Although our rule would have spared nearly half of the patients a chest CT without loss of staging accuracy, the cohort may be too small to exclude very rare presentations of chest metastases with negative markers and no retroperitoneal lymphadenopathy. Accordingly, we recommend pairing the rule with a baseline chest radiograph and reserving chest CT for patients with positive markers, abnormal retroperitoneal nodes, or abnormalities on the radiograph.
This study has several limitations. It is retrospective and single-center, which limits causal inference and generalizability, particularly given the tertiary referral setting and the relatively high proportion of nonseminomatous tumors, which may not reflect case mixes in other clinical environments. Outcome ascertainment relied on the final clinical radiology report without blinded reinterpretation, so misclassification is possible. The number of metastatic events was small (n = 10), leading to wide CIs. Accordingly, although no false negatives were observed, the sensitivity estimate remains imprecise and rare presentations of thoracic metastasis with negative markers and normal retroperitoneal imaging cannot be excluded with high confidence. Because the rule was derived and evaluated within the same cohort, optimism bias cannot be excluded and the reported performance may be overestimated. We did not prespecify a sample size, and external validation in independent and more diverse populations is required before broader clinical implementation.

* _DATA LISTING_
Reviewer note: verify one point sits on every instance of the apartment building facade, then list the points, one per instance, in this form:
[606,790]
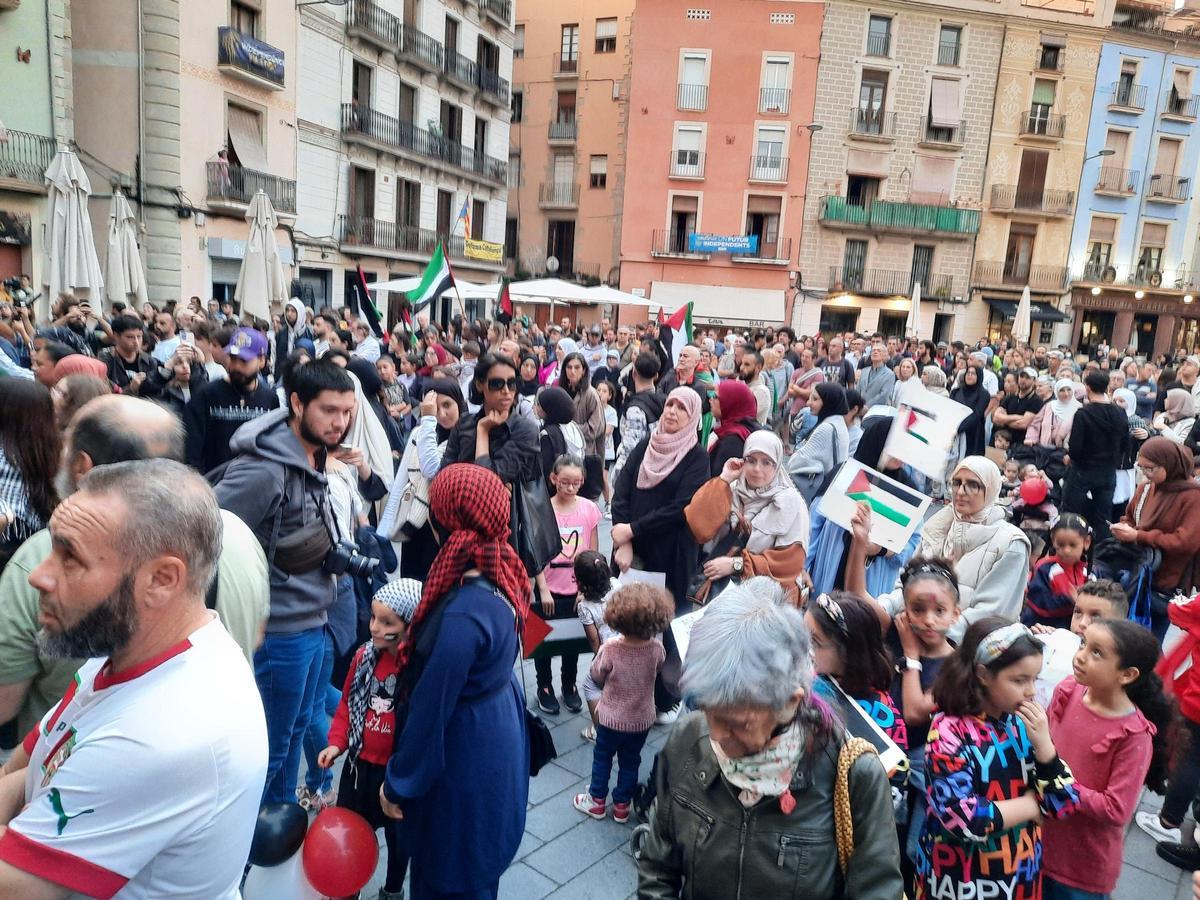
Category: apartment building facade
[1039,130]
[720,101]
[36,114]
[190,109]
[567,154]
[403,137]
[1133,245]
[904,105]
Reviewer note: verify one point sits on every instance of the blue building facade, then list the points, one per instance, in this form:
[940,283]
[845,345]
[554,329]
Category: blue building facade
[1134,233]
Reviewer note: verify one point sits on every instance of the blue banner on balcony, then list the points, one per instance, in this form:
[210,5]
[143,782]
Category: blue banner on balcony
[735,244]
[241,51]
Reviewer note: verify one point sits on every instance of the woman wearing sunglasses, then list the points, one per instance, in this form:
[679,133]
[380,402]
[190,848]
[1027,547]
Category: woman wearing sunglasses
[990,555]
[496,437]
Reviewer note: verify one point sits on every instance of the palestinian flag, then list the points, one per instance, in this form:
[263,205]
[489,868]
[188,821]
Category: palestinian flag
[894,502]
[504,305]
[675,333]
[437,280]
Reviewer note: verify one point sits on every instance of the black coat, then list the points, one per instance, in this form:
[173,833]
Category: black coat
[661,539]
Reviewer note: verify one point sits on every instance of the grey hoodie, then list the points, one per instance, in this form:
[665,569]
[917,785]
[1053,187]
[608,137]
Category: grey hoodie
[270,467]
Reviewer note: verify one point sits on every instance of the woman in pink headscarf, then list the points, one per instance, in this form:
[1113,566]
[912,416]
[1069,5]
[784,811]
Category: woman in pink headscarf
[655,485]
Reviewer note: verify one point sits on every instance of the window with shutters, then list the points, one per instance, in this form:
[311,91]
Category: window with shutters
[599,172]
[606,35]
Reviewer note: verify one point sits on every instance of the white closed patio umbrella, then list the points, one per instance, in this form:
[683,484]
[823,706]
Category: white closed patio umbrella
[70,262]
[1021,318]
[261,281]
[125,279]
[912,324]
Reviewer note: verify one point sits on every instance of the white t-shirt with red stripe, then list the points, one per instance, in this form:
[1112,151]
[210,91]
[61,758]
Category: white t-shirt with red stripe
[147,784]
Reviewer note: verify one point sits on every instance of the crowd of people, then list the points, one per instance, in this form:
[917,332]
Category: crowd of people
[335,543]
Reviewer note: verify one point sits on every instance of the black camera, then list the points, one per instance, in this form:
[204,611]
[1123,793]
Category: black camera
[345,559]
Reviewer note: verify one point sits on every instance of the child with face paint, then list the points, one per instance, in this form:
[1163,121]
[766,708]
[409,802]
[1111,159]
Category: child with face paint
[365,721]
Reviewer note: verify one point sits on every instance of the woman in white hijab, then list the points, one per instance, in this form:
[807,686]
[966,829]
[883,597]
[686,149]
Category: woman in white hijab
[754,516]
[990,555]
[1051,425]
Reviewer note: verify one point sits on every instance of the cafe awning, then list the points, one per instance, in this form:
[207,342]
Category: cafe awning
[1038,312]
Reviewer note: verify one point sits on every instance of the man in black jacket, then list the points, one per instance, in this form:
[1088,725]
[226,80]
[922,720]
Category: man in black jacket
[1098,442]
[220,408]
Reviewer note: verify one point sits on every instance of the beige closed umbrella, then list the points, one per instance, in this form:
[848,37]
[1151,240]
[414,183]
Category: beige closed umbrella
[912,324]
[70,262]
[261,281]
[1021,325]
[125,277]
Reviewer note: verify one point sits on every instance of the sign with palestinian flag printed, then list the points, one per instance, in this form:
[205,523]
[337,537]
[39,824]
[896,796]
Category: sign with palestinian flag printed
[897,510]
[924,430]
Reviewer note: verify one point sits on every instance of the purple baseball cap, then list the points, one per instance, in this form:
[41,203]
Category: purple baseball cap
[246,343]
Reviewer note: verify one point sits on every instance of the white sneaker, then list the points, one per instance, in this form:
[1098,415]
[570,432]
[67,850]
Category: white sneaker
[1153,826]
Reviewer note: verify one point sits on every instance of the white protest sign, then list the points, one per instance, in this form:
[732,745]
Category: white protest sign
[897,510]
[923,430]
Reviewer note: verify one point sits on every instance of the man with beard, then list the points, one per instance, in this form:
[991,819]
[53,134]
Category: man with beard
[113,429]
[276,485]
[220,408]
[145,779]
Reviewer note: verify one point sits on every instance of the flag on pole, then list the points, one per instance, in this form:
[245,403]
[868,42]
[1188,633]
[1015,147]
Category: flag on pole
[363,305]
[504,305]
[676,330]
[436,281]
[465,216]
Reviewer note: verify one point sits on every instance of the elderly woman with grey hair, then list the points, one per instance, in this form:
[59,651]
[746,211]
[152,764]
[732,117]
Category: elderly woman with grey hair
[744,787]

* _WHAT THE TASK REQUIRES_
Duplicate the study passage word for word, from "Although our rule" up to and including "on the radiograph.". These rows have nothing to do with the study passage.

* _RESPONSE TO THIS TASK_
Although our rule would have spared nearly half of the patients a chest CT without loss of staging accuracy, the cohort may be too small to exclude very rare presentations of chest metastases with negative markers and no retroperitoneal lymphadenopathy. Accordingly, we recommend pairing the rule with a baseline chest radiograph and reserving chest CT for patients with positive markers, abnormal retroperitoneal nodes, or abnormalities on the radiograph.